+++ Texte à lire +++

Les chiffres. Je n’en peux plus des chiffres.
Dans ce monde, tout est régi par des chiffres. Votre valeur est assimilée à un chiffre. Oui je suis grognon. J’ai perdu une heure de sommeil cette nuit… Encore un chiffre. Attention, je ne parle pas de l’utilisation des chiffres à des fins scientifiques comme les mathématiques ou la physique, je parle de ces chiffres, gourous de notre vie et de notre système de pensée.
Ces chiffres-là, je ne les porte pas dans mon coeur. Nous ne sommes que des chiffres. Tout le temps, partout, à n’en plus finir. Vous avez remarqué ? Ils décident pour vous. Ils décident ce que vous êtes aux yeux de la société et finissent par guider ce que vous pensez réellement de vous.
« C’est le numéro 2 de la boîte »
« Elle a 18 de moyenne »
« Il gagne 100k par mois »
« Elle a 8500 followers »
« Il fait 78 kg »
« Elle mesure 1m60 »
« Au 4ème top, il sera 8 heures, 32 minutes et 45 secondes »
…
Peu importe ce que vous choisissez de faire, d’être, les chiffres vous poursuivent, dictent votre vie et vous rangent dans des cases. Ils déterminent votre valeur. Une représentation précise de l’abstrait. Il est plus facile de se faire une idée d’une personne en regardant son salaire, son poids, ses notes, ou ses dettes qu’en apprenant à le connaître.

+++ Contenu du jeu +++

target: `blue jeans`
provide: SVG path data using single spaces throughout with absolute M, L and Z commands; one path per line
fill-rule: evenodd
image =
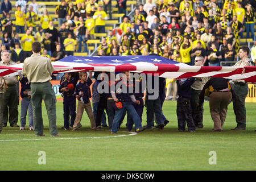
M 97 118 L 97 111 L 98 110 L 98 102 L 93 103 L 93 113 L 95 120 Z M 104 111 L 101 117 L 101 125 L 106 125 L 106 113 Z
M 82 42 L 84 43 L 84 52 L 88 52 L 88 51 L 87 50 L 87 44 L 84 41 L 85 38 L 85 35 L 78 35 L 78 39 L 79 39 L 79 41 L 78 52 L 81 52 L 81 51 L 82 50 Z
M 163 123 L 164 118 L 163 117 L 161 102 L 160 98 L 156 100 L 148 100 L 148 96 L 146 97 L 146 105 L 147 106 L 147 127 L 151 129 L 153 125 L 154 114 L 155 115 L 155 121 L 158 125 Z
M 33 110 L 32 109 L 31 99 L 24 97 L 21 101 L 20 106 L 20 126 L 25 127 L 27 112 L 28 109 L 28 126 L 33 126 Z
M 210 63 L 209 63 L 209 67 L 219 67 L 220 63 L 213 63 L 213 64 L 210 64 Z
M 122 118 L 125 109 L 126 109 L 127 114 L 129 114 L 130 117 L 133 118 L 133 121 L 135 124 L 135 130 L 142 127 L 141 118 L 136 112 L 136 110 L 133 105 L 127 105 L 125 102 L 122 102 L 122 104 L 123 107 L 121 109 L 115 111 L 114 121 L 112 125 L 112 129 L 111 129 L 113 133 L 117 132 L 117 130 L 119 127 L 119 122 Z
M 246 23 L 245 29 L 246 30 L 246 38 L 250 38 L 250 32 L 251 32 L 251 38 L 253 40 L 255 40 L 254 38 L 254 23 Z
M 25 28 L 24 26 L 20 26 L 19 25 L 16 25 L 15 31 L 18 33 L 24 34 L 25 33 L 24 28 Z M 20 32 L 19 32 L 20 30 Z

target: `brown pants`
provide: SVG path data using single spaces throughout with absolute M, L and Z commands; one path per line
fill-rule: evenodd
M 214 131 L 223 130 L 226 119 L 228 106 L 231 101 L 232 94 L 229 92 L 213 92 L 210 95 L 210 113 L 214 122 Z
M 91 129 L 94 130 L 96 129 L 94 117 L 93 115 L 90 101 L 89 101 L 89 102 L 87 104 L 82 104 L 82 102 L 79 101 L 77 109 L 76 110 L 76 117 L 75 119 L 74 125 L 73 125 L 73 129 L 77 129 L 81 125 L 80 122 L 81 119 L 82 119 L 84 109 L 86 111 L 87 115 L 90 119 Z

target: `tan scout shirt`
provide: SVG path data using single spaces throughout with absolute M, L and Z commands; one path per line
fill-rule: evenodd
M 249 58 L 245 59 L 244 60 L 241 60 L 235 64 L 233 67 L 251 67 L 251 63 L 250 62 L 250 59 Z M 233 80 L 233 82 L 245 82 L 243 80 Z
M 12 65 L 16 64 L 16 63 L 13 62 L 13 61 L 10 61 L 9 63 L 6 64 L 5 62 L 3 62 L 3 60 L 2 60 L 0 62 L 0 65 L 2 66 L 10 66 Z M 18 80 L 18 76 L 6 76 L 3 77 L 3 79 L 5 79 L 5 82 L 6 83 L 6 85 L 8 86 L 10 85 L 14 85 L 18 84 L 19 82 L 19 80 Z
M 191 88 L 196 90 L 202 90 L 203 88 L 209 78 L 209 77 L 195 78 L 195 82 L 191 85 Z
M 51 75 L 53 71 L 53 66 L 48 57 L 34 53 L 24 61 L 22 74 L 26 75 L 31 83 L 43 83 L 52 80 Z

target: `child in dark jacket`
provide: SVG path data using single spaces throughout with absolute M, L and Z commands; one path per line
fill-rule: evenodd
M 179 131 L 185 131 L 186 122 L 188 132 L 195 132 L 196 127 L 192 117 L 191 104 L 191 85 L 194 78 L 177 79 L 177 118 Z
M 63 94 L 64 124 L 65 130 L 72 127 L 76 118 L 76 97 L 74 95 L 77 81 L 71 73 L 65 73 L 59 92 Z M 71 116 L 69 122 L 69 115 Z M 69 125 L 70 124 L 70 125 Z
M 92 84 L 92 81 L 90 80 L 92 74 L 92 72 L 90 72 L 89 77 L 87 78 L 87 73 L 86 72 L 81 72 L 79 73 L 81 81 L 76 86 L 75 92 L 75 95 L 79 100 L 79 103 L 77 105 L 76 119 L 75 120 L 73 126 L 73 131 L 76 131 L 82 126 L 80 122 L 82 119 L 84 109 L 86 111 L 87 115 L 90 119 L 91 129 L 94 130 L 96 129 L 94 117 L 90 102 L 90 98 L 92 97 L 90 89 L 90 85 Z

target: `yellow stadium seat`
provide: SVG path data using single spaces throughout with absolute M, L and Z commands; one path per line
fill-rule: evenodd
M 87 52 L 74 52 L 75 56 L 87 56 Z
M 100 39 L 89 39 L 86 42 L 88 44 L 99 44 L 100 42 Z
M 95 33 L 94 36 L 96 37 L 106 36 L 106 33 Z

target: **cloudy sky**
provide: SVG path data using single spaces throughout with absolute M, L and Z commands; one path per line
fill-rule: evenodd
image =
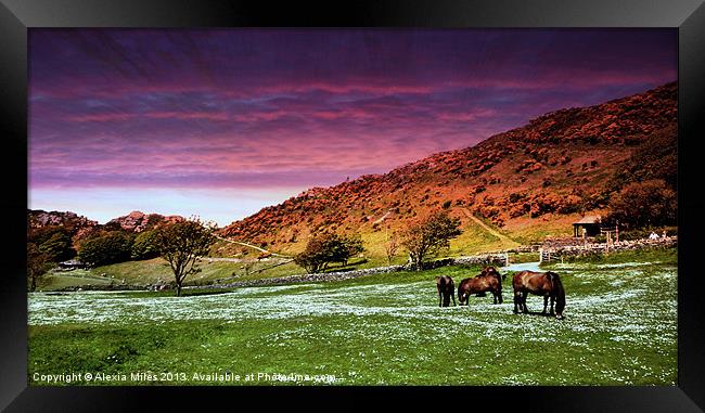
M 676 78 L 672 29 L 30 29 L 28 202 L 225 225 Z

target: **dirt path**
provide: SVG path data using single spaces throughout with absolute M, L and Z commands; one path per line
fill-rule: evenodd
M 492 235 L 497 236 L 498 238 L 500 238 L 503 243 L 508 244 L 508 246 L 517 247 L 517 246 L 521 245 L 516 241 L 514 241 L 514 240 L 510 238 L 509 236 L 498 232 L 493 228 L 491 228 L 488 224 L 486 224 L 485 222 L 483 222 L 483 220 L 475 217 L 471 211 L 469 211 L 467 208 L 461 208 L 461 209 L 463 210 L 463 214 L 465 214 L 465 216 L 467 218 L 472 219 L 475 223 L 477 223 L 479 227 L 482 227 L 485 231 L 487 231 L 490 234 L 492 234 Z

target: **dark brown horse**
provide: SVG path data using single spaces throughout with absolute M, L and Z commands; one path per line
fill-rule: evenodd
M 456 296 L 453 295 L 453 279 L 448 275 L 436 276 L 436 288 L 438 288 L 438 307 L 450 306 L 450 297 L 453 298 L 453 306 L 456 306 Z M 440 299 L 443 298 L 443 306 Z
M 561 278 L 555 272 L 521 271 L 514 274 L 512 285 L 514 286 L 514 313 L 518 313 L 518 311 L 528 312 L 526 295 L 531 293 L 543 296 L 544 314 L 549 299 L 551 299 L 551 315 L 553 315 L 553 302 L 555 302 L 555 318 L 563 319 L 565 289 L 563 289 Z
M 485 267 L 479 275 L 473 279 L 464 279 L 458 285 L 458 300 L 460 305 L 467 305 L 467 298 L 473 294 L 485 292 L 492 293 L 495 304 L 499 299 L 499 304 L 503 302 L 502 298 L 502 280 L 504 276 L 499 274 L 495 267 Z

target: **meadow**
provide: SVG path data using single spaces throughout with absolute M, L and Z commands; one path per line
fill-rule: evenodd
M 542 268 L 566 289 L 565 320 L 472 297 L 438 307 L 436 275 L 168 292 L 31 293 L 30 385 L 675 385 L 676 249 Z M 211 292 L 213 293 L 213 292 Z M 542 299 L 529 296 L 531 311 Z M 41 375 L 117 379 L 49 383 Z M 139 375 L 132 375 L 140 373 Z M 240 380 L 218 382 L 229 374 Z M 246 380 L 252 374 L 254 379 Z M 298 374 L 302 379 L 284 380 Z M 100 377 L 100 375 L 99 375 Z M 125 378 L 125 379 L 123 379 Z M 298 378 L 298 377 L 294 377 Z

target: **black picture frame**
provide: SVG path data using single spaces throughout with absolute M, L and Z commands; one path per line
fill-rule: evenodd
M 134 388 L 28 387 L 25 242 L 27 208 L 27 28 L 29 27 L 674 27 L 679 34 L 679 273 L 676 387 Z M 518 409 L 573 412 L 705 409 L 704 295 L 697 258 L 705 202 L 698 141 L 705 114 L 702 0 L 376 0 L 272 2 L 187 0 L 0 0 L 0 122 L 3 137 L 5 264 L 1 278 L 0 408 L 8 411 L 159 410 L 189 400 L 255 397 L 268 409 L 294 402 L 355 408 L 370 400 L 465 409 L 472 400 L 515 400 Z M 638 317 L 638 315 L 636 315 Z M 203 393 L 206 395 L 203 395 Z M 198 397 L 196 397 L 196 395 Z M 370 399 L 372 397 L 373 399 Z M 461 400 L 466 400 L 462 402 Z M 456 404 L 459 403 L 459 404 Z M 321 404 L 321 405 L 325 405 Z M 503 403 L 507 405 L 507 403 Z M 493 408 L 492 408 L 493 409 Z

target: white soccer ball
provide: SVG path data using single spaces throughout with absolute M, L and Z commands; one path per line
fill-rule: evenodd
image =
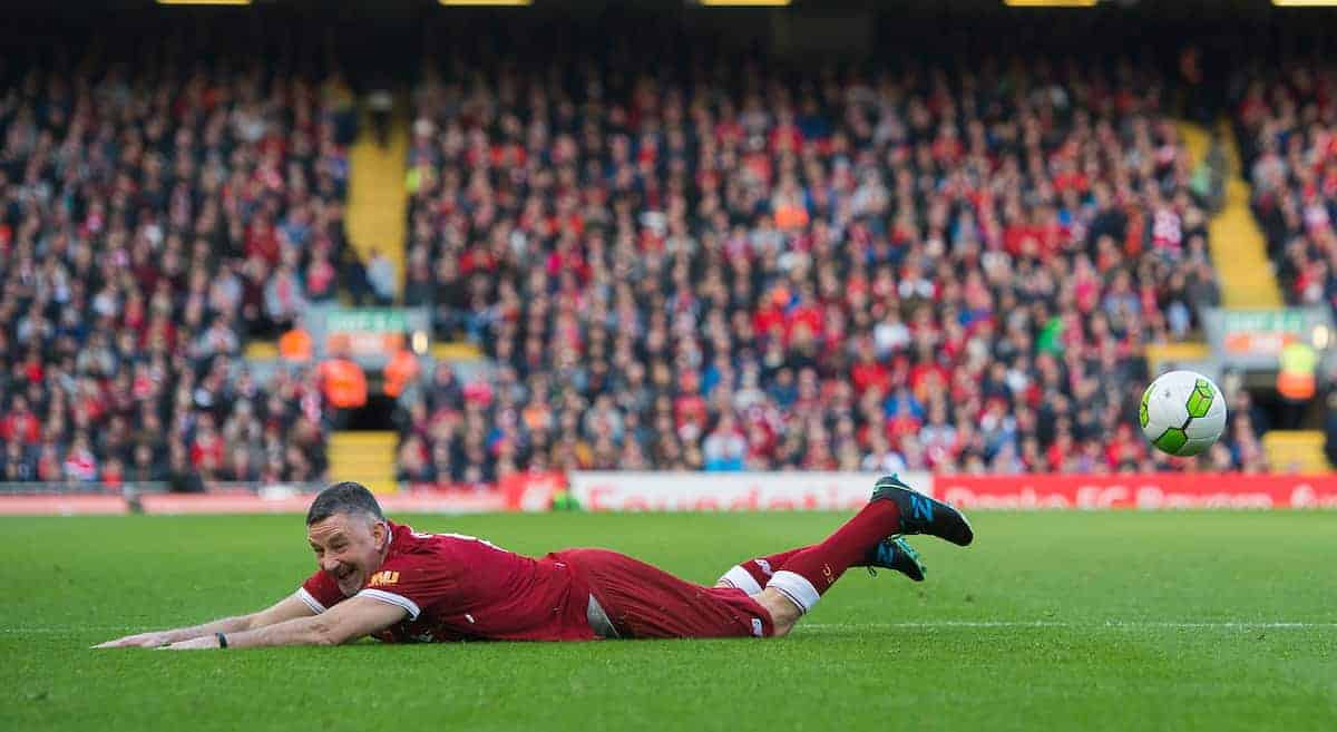
M 1171 455 L 1195 455 L 1226 429 L 1226 397 L 1197 371 L 1161 374 L 1142 394 L 1142 434 Z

+++

• [Petit exercice 1]
Répondez à ces questions sur le texte consacré aux chiffres :
(a) Quels chiffres la personne qui écrit met-elle à part de sa critique ?
(b) Combien de sommeil a-t-elle perdu la nuit dernière ?
(c) Dans la liste d'exemples, combien de followers a celle dont on parle ?
• [Petit exercice 2] D'après le texte consacré aux chiffres, pourquoi la personne qui écrit se dit-elle grognonne, et quel lien fait-elle aussitôt avec son sujet ?

• [Réponse attendue 1]
(a) Ceux utilisés à des fins scientifiques, comme les mathématiques ou la physique.
(b) Une heure.
(c) 8500.

• [Réponse attendue 2] Elle se dit grognonne parce qu'elle a perdu une heure de sommeil pendant la nuit. Elle ajoute tout de suite que c'est « encore un chiffre ». Cette perte devient ainsi un exemple de plus des chiffres qui régissent sa vie.